** BEGIN Data provided **
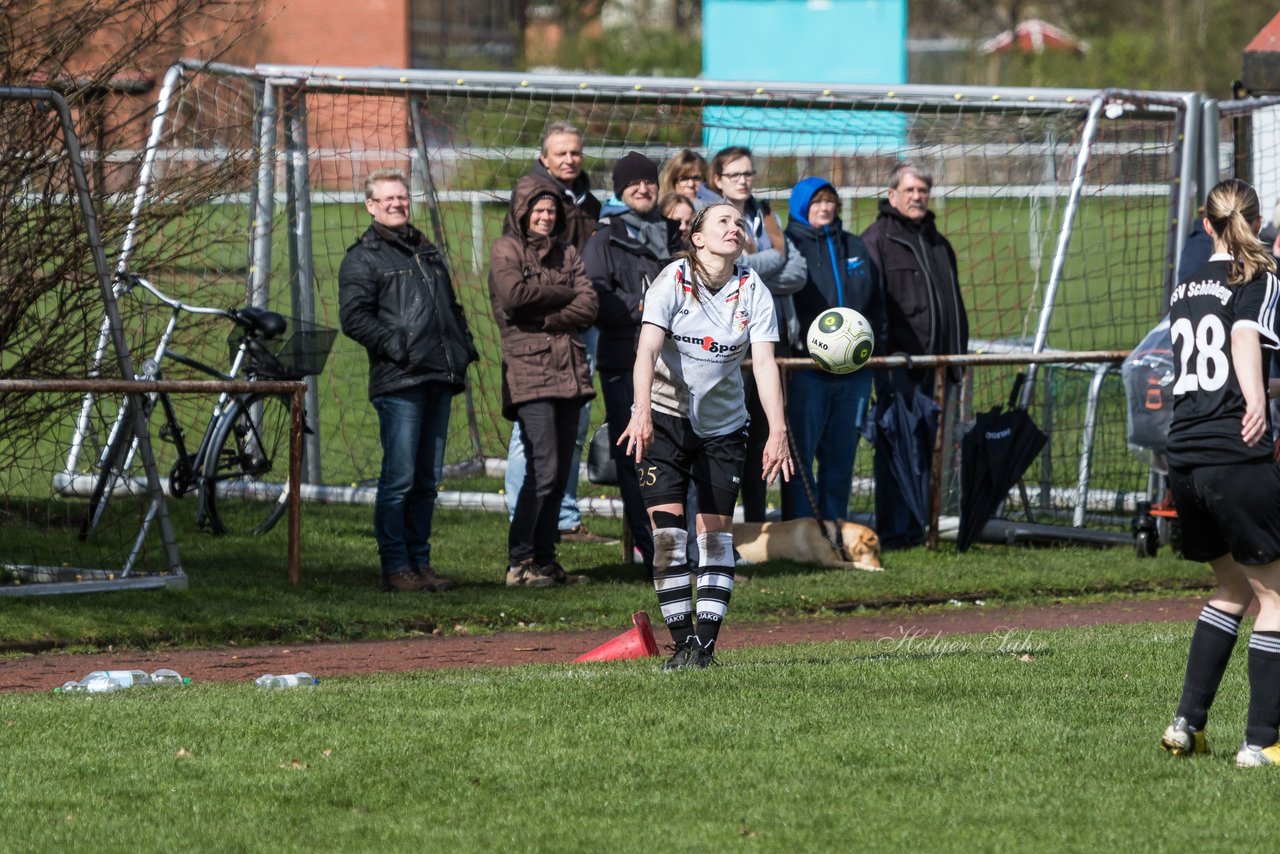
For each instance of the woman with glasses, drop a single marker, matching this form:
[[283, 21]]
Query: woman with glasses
[[703, 315], [686, 174], [782, 268]]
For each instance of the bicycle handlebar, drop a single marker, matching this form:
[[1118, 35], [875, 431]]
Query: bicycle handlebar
[[131, 279]]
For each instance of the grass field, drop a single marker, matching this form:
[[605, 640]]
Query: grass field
[[240, 594], [1031, 743]]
** END Data provided **
# Task description:
Write out the listing again with "drop a single marker" swapped for "place one point" everywhere it appears, keeping everything else the same. Leave out the pictures.

# Written reply:
For each instance of the woman with glasses, place one point, matching this form:
[[283, 21]]
Query: woman with glasses
[[703, 315], [686, 174], [782, 268]]
For each instance of the bicycle handlebar, place one point, matching this form:
[[1118, 35], [875, 431]]
Query: bicycle handlebar
[[131, 279]]
For each instance of the grass field, place one point, matching this form:
[[605, 640]]
Query: grass field
[[240, 594], [1031, 743]]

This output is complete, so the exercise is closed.